Begin Record set

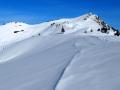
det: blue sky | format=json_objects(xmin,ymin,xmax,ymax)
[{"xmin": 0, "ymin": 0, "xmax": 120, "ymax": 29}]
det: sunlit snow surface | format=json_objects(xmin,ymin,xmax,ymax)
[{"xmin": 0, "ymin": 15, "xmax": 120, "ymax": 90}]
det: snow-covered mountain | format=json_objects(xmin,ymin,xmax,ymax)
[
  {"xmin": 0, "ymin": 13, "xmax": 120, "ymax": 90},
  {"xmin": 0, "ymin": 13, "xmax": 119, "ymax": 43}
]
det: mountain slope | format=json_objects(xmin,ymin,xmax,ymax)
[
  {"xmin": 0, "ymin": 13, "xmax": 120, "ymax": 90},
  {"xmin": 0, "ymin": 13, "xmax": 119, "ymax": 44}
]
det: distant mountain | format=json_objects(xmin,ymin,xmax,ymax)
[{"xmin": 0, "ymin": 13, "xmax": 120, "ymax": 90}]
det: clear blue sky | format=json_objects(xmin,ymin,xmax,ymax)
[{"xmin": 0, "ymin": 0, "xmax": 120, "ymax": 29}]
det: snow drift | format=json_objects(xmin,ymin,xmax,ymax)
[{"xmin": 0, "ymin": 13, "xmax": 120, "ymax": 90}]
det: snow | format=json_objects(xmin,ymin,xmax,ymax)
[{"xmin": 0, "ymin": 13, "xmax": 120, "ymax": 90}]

End Record set
Begin Record set

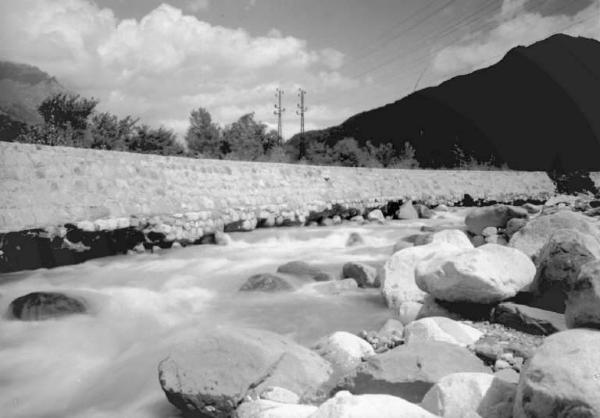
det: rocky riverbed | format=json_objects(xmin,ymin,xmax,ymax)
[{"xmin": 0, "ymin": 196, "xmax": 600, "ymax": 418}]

End Record set
Begin Record set

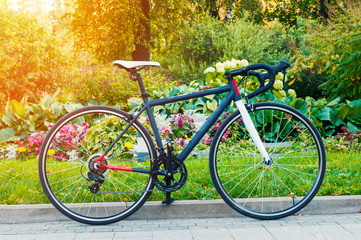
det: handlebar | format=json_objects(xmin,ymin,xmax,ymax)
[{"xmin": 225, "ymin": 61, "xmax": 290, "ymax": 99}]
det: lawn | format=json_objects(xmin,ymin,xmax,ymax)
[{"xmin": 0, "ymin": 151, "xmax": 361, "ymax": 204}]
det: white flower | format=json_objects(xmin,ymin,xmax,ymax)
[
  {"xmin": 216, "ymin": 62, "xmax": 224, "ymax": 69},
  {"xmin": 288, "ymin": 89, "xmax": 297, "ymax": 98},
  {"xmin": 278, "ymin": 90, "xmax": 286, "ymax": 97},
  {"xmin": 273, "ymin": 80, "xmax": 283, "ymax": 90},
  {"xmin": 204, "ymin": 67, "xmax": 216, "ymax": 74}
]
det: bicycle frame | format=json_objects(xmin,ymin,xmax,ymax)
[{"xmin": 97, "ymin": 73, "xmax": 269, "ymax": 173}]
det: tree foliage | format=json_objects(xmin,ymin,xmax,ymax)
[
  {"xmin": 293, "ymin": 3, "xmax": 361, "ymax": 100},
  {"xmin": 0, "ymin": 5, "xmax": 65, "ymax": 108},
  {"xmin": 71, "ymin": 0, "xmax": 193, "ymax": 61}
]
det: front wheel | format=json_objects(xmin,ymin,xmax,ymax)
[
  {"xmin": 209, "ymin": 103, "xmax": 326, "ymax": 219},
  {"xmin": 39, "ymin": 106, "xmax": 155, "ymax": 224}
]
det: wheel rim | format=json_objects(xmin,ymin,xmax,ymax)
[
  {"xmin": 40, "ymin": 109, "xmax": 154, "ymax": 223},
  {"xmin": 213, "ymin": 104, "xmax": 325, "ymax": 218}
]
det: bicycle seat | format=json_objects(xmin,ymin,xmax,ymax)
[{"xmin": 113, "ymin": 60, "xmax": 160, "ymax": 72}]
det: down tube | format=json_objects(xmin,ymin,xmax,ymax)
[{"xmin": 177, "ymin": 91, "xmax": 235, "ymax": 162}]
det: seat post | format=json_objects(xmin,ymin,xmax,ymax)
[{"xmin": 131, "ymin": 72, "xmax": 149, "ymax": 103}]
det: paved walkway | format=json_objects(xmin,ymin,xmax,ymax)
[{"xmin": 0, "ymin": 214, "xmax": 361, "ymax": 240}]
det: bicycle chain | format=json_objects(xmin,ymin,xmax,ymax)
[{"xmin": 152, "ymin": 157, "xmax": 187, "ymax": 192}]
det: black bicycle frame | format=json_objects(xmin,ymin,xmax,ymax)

End Record set

- Task prompt
Can you rewrite everything from the line containing "det: wheel rim" down to the line containing "det: black bicycle", switching "bicycle" to "bike" and leaving the rest of the data unchanged?

- Solution to the problem
det: wheel rim | format=json_objects(xmin,ymin,xmax,ymax)
[
  {"xmin": 40, "ymin": 109, "xmax": 154, "ymax": 223},
  {"xmin": 213, "ymin": 104, "xmax": 325, "ymax": 218}
]
det: bike seat | format=json_objects(xmin,ymin,xmax,ymax)
[{"xmin": 113, "ymin": 60, "xmax": 160, "ymax": 72}]
det: down tube | format=json_objects(xmin,ymin,xmax,ymax)
[{"xmin": 177, "ymin": 91, "xmax": 235, "ymax": 162}]
det: seat post | format=json_objects(xmin,ymin,xmax,ymax)
[{"xmin": 131, "ymin": 72, "xmax": 149, "ymax": 103}]
det: paved walkway | format=json_objects(xmin,ymin,xmax,ymax)
[{"xmin": 0, "ymin": 214, "xmax": 361, "ymax": 240}]
det: bike chain | format=json_objects(xmin,ymin,xmax,ymax)
[{"xmin": 152, "ymin": 157, "xmax": 187, "ymax": 192}]
det: black bike frame | format=json_objects(xmin,ymin,xmax,ymax)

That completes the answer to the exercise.